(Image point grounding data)

___

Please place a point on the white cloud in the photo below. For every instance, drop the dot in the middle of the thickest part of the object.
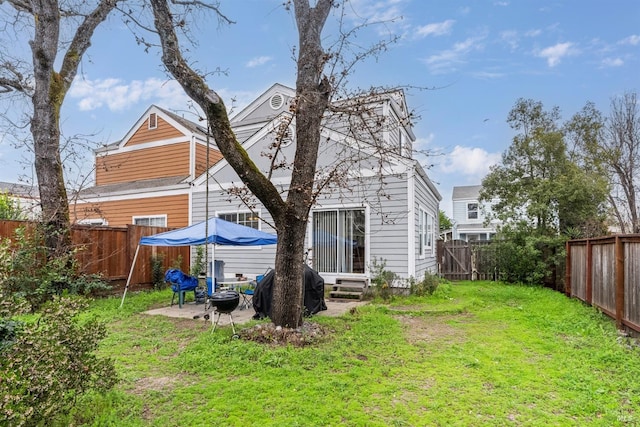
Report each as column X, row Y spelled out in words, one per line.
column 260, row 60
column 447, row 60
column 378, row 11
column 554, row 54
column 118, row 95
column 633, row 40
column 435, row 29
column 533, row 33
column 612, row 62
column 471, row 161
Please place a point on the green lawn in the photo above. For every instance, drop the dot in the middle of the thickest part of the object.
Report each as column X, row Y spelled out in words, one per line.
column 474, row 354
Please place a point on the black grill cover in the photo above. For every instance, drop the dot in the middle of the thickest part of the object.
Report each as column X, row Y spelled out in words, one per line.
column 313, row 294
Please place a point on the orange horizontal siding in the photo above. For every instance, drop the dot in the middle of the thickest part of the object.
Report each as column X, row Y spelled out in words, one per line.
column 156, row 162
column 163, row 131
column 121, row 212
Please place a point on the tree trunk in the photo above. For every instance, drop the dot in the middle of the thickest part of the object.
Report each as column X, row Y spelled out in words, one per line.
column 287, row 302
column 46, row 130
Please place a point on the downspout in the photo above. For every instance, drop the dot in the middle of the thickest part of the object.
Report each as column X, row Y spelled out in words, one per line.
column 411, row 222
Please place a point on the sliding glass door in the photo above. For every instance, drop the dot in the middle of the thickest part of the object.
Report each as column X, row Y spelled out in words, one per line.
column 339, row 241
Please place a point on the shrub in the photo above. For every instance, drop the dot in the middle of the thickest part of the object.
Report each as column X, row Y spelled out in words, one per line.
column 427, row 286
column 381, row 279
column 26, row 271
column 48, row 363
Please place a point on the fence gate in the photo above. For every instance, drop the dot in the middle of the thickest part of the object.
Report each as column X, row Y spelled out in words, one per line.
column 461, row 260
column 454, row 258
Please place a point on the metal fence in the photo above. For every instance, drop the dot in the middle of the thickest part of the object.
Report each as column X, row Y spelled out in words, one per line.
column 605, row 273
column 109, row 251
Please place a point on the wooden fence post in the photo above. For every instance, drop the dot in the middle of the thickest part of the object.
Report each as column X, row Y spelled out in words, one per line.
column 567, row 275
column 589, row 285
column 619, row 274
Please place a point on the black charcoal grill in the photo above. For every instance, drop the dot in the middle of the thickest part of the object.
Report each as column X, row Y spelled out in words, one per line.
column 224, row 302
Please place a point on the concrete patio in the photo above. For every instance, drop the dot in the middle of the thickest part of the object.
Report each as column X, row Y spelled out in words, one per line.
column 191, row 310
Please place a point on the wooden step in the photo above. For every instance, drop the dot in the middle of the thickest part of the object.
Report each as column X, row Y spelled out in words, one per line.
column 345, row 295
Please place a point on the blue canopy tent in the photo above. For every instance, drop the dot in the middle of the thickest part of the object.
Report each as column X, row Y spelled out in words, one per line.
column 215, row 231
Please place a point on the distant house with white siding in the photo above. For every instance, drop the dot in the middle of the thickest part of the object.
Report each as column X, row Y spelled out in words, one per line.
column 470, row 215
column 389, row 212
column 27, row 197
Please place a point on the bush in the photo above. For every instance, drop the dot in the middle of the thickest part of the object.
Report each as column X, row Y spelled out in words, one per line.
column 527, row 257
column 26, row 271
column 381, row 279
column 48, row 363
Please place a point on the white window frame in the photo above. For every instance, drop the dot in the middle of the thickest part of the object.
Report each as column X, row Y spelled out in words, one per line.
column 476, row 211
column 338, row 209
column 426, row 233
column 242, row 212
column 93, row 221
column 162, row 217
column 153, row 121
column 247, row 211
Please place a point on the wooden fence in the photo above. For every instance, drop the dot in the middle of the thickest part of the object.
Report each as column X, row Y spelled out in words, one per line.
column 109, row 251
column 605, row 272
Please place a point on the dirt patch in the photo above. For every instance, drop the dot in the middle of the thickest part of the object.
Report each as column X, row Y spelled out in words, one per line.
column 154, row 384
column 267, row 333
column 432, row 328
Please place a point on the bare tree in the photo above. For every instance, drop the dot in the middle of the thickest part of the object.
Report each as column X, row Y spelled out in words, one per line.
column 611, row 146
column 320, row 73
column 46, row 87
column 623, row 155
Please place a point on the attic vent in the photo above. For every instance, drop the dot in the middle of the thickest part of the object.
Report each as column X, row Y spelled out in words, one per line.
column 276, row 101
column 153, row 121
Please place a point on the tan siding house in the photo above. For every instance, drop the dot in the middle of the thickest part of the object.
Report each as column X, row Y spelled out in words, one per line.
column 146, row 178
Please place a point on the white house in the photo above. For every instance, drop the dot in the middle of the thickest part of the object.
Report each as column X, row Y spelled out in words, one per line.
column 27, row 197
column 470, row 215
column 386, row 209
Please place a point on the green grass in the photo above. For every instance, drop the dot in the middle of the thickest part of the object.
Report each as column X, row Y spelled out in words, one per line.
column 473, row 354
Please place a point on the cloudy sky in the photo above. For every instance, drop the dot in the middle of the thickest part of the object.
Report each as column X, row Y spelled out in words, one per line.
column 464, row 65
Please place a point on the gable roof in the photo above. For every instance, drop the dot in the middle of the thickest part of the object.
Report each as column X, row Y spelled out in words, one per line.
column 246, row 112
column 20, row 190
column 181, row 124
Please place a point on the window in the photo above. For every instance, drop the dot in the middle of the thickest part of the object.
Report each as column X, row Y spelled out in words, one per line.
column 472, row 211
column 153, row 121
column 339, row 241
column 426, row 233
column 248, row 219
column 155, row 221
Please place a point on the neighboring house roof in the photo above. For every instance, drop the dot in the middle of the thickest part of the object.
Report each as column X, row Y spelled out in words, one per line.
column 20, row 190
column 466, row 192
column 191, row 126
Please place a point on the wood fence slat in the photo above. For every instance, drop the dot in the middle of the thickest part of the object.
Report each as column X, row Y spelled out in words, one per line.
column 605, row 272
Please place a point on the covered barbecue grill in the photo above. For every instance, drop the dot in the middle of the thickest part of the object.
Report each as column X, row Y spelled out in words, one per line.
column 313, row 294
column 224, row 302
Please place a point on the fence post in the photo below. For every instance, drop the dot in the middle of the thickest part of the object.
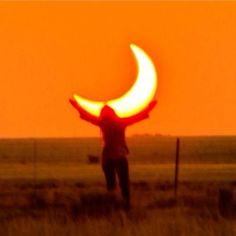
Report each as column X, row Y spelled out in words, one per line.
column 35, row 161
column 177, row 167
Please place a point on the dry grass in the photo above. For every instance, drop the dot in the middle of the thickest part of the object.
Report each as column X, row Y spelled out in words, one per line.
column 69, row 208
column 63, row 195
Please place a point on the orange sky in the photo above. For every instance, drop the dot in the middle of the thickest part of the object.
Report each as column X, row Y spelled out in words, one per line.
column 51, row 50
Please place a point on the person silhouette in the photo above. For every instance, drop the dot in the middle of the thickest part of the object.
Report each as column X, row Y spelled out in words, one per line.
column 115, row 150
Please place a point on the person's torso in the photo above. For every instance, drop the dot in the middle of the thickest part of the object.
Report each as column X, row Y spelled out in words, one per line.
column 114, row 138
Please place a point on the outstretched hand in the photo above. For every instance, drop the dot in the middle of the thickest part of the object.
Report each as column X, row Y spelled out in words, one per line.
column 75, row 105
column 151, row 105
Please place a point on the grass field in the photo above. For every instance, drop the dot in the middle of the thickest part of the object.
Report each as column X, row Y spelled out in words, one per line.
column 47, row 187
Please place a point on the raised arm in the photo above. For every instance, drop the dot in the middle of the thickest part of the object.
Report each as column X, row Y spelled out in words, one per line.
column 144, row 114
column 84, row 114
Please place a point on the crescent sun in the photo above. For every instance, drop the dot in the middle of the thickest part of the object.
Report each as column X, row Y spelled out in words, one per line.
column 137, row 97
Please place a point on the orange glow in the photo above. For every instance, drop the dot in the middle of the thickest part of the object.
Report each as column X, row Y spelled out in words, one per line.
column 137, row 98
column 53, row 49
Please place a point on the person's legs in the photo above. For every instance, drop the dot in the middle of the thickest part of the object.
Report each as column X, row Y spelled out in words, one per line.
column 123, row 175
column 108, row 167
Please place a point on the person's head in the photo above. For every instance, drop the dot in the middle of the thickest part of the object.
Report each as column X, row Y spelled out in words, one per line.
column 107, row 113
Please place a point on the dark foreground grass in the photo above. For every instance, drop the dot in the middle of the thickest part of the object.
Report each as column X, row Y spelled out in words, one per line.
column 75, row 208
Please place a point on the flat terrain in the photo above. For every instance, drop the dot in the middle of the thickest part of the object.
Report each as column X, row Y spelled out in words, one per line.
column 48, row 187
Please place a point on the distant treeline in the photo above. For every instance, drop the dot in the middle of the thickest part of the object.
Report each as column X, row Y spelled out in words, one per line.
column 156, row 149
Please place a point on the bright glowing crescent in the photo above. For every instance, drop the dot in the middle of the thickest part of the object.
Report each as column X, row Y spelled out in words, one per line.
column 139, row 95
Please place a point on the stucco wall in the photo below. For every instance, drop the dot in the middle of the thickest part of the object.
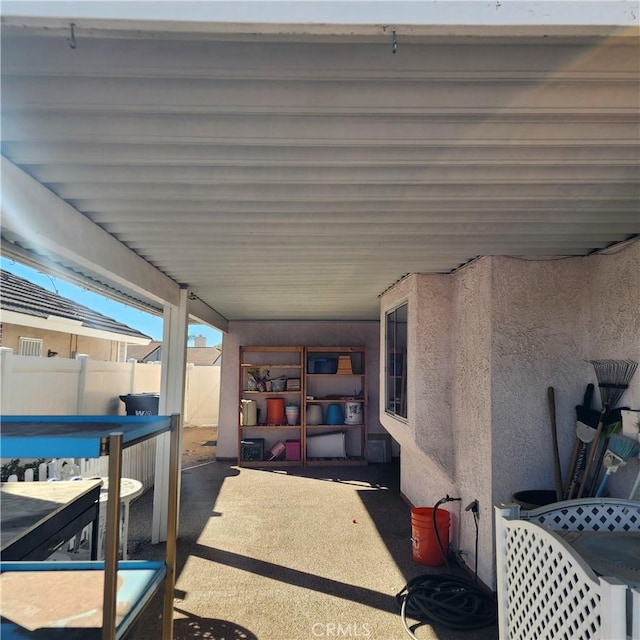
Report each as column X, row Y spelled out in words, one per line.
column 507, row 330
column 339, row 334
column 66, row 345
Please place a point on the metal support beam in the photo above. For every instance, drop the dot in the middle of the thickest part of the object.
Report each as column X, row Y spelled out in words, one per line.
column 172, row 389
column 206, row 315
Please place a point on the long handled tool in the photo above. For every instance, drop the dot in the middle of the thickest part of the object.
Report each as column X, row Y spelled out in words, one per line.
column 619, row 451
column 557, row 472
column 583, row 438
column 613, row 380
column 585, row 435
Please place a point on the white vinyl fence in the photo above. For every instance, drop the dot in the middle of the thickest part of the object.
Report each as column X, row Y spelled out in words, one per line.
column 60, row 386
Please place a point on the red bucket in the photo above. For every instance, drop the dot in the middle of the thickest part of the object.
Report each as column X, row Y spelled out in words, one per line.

___

• ASSIGNED TASK
From the records above, extract exactly and only the lines that begin at the line with "Please place a point on the person's legs" and stop after the line with "Please place a point on the person's head".

• EXPECTED OUTPUT
Please place a point on the person's legs in the photo above. For every instance, drop the dot in the middle of the thickest part of the object.
Report each as column X, row Y spelled out in words, one per line.
column 123, row 175
column 108, row 167
Please place a point on the person's head in the photo above. For every instance, drop the dot in the middle of the thickest part of the object.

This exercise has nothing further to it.